**DIRECTIONS:** Lines from the records below that contain the word "hoodie" are to be copied out.
::: DATA SUPPLIED :::
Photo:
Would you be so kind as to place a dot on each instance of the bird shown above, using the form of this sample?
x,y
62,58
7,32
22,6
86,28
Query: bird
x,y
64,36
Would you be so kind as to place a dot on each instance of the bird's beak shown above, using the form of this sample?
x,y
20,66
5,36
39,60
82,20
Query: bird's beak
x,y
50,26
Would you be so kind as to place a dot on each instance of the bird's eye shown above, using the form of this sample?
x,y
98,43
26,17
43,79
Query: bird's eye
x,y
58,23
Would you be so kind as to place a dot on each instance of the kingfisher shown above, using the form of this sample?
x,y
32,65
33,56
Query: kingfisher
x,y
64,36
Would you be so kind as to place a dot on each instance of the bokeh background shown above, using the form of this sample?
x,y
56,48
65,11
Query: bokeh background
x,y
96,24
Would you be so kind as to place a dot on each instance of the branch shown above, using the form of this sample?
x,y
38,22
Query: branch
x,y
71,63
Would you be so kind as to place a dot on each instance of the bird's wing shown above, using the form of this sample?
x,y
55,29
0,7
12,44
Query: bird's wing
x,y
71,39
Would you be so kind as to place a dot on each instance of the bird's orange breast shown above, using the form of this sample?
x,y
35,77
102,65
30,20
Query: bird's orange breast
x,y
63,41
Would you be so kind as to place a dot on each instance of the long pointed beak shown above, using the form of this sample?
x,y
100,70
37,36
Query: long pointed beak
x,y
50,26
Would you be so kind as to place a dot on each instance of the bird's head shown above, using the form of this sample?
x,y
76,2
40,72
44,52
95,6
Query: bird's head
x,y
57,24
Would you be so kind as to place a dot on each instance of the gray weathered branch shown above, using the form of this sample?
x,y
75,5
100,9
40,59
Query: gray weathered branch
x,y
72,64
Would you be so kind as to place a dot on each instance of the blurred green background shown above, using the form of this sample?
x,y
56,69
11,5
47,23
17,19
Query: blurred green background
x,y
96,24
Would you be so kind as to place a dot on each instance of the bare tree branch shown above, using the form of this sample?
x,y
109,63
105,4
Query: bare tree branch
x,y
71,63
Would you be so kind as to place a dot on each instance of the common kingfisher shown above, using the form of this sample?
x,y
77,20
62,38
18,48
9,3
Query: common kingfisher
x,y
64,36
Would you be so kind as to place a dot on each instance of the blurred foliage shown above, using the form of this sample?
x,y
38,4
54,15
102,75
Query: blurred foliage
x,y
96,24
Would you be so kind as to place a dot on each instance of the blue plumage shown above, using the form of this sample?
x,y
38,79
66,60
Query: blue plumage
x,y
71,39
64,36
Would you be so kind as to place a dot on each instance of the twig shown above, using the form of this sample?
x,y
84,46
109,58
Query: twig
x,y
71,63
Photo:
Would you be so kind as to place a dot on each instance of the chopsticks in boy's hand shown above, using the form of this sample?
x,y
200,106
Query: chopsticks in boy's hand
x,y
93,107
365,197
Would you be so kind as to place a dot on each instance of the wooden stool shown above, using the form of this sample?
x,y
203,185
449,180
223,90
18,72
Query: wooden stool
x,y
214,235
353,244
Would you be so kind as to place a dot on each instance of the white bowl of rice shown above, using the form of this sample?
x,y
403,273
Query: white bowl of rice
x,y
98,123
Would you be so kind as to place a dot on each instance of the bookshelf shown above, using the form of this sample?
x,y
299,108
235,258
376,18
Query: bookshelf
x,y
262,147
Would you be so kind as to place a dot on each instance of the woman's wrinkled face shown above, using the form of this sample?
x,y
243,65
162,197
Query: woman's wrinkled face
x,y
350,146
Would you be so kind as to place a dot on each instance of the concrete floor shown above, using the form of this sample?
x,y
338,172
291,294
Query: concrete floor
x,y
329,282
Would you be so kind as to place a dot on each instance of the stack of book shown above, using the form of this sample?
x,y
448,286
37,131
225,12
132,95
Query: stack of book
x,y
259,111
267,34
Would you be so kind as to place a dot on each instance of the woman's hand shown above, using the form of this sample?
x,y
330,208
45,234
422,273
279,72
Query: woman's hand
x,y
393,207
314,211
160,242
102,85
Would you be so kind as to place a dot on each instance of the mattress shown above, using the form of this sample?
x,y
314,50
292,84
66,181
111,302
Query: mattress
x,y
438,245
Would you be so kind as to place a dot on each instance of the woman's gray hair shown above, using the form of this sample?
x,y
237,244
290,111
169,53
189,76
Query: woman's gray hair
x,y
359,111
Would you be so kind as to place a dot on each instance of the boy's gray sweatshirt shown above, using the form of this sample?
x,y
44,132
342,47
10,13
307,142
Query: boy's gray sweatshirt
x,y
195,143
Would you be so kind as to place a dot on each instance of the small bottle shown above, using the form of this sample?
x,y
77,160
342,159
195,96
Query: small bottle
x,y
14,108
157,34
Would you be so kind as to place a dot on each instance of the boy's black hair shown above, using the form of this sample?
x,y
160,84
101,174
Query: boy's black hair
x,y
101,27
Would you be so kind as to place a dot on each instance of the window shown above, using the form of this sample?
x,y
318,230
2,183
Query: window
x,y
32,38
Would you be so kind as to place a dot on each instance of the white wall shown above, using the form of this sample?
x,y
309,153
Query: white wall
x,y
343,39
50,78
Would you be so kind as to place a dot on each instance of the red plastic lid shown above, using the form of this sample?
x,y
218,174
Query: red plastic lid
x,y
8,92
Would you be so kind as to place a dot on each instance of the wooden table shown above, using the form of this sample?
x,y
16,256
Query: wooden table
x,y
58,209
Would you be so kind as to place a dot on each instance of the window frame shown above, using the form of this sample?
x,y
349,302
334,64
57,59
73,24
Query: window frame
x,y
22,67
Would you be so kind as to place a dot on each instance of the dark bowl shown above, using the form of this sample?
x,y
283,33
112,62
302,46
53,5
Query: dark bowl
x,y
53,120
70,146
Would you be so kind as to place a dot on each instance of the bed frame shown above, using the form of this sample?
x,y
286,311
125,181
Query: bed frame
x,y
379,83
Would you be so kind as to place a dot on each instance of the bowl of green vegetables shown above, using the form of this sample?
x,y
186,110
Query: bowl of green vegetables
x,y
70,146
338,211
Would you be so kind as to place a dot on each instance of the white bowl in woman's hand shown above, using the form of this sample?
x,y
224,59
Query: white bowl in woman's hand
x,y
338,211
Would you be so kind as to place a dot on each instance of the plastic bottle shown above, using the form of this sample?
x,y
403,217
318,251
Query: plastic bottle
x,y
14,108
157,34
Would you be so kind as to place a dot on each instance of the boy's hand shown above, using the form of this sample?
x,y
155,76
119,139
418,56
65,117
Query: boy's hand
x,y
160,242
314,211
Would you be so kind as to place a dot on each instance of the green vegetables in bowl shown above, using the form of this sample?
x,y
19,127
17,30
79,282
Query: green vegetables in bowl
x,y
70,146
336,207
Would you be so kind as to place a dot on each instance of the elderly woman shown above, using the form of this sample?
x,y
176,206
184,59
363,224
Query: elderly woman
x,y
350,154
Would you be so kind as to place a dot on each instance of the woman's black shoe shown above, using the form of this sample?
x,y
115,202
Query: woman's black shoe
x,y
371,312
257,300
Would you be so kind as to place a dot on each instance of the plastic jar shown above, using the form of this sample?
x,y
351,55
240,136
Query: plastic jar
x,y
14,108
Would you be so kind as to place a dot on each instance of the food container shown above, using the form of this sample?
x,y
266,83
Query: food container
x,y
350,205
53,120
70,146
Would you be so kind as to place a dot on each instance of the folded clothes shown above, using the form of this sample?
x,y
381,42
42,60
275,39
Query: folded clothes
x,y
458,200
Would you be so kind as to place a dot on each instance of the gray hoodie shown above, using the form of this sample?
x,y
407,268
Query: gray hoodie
:::
**ANSWER FOR THE TASK:**
Would you be so kind as to place a dot on each instance of the gray hoodie shown above, using the form of this sample?
Query: gray hoodie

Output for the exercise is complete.